● **Source**
────
Étouffés par le bruit, de plus en plus de personnes sont en quête de tranquillité. Certaines tentent des retraites spirituelles en silence, d'autres des cures de silence. Comment expliquer cette recherche qui, bien que de plus en plus répandue, semble appartenir à un autre âge ?

Comment retrouver le silence intérieur ? Comment réussir à atteindre le silence pour se réconcilier avec soi-même et se mettre à l’écoute de Dieu ? Dominicain, docteur en théologie et secrétaire général de l’Institut dominicain d’études orientales au Caire, Frère Rémi Chéno, est l’auteur de “Les voies du silence” (ed. Cerf), dans lequel il invite chacun à tenter l’expérience du silence. Entretien.

Aleteia : Comment expliquez-vous cette quête du silence ?
Frère Rémi Chéno : Si elle est répandue elle n’est pas non plus partagée par tous. Beaucoup aiment travailler en musique, se détendre en musique, faire du sport en musique… En Égypte, où je réside, les gens n’aiment pas trop le silence car ils sont profondément habitués au bruit. Une employée de notre communauté s’est même plainte un jour du silence du couvent après huit mois de travaux sur les bâtiments dont le boucan nous avait envahis mais qu’elle regrettait ! Elle se sentait angoissée par ce retour au silence. 

Il y a probablement des âges plus propices au silence et d’autres au bruit, à la conversation incessante, à la musique. Les adolescents se créent une bulle de musique, les écouteurs ancrés aux oreilles. L’enfant en bas âge est capable de moments contemplatifs, tout comme la personne âgée. Ce qui est sûr, c’est que nos sociétés modernes sont plus connectées et donc plus bruyantes. Pourtant, si l’on regarde le monde qui nous entoure, en dehors des villes, il est relativement silencieux. Les oiseaux pépient, mais pas à toute heure. Les grands mammifères sont plutôt silencieux, en dehors des parades ou des combats. L’homme est la créature la plus bruyante et la plus polluante sur cette terre. Et je ne parle pas des espaces infinis dont le silence effrayait même Pascal !
────
● **Objectif de l'exercice**
D'après la source, quelles activités beaucoup de gens aiment-ils pratiquer en musique ? Énumérez-les toutes.
────
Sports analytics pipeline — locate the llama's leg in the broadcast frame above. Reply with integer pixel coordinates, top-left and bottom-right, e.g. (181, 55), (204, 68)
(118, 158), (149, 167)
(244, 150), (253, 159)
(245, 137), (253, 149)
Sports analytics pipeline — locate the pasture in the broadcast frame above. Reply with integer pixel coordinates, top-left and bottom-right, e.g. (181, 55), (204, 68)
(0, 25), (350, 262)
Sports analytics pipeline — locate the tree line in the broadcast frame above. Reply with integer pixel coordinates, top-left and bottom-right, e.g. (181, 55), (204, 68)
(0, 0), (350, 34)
────
● **Corrigé complet**
- travailler
- se détendre
- faire du sport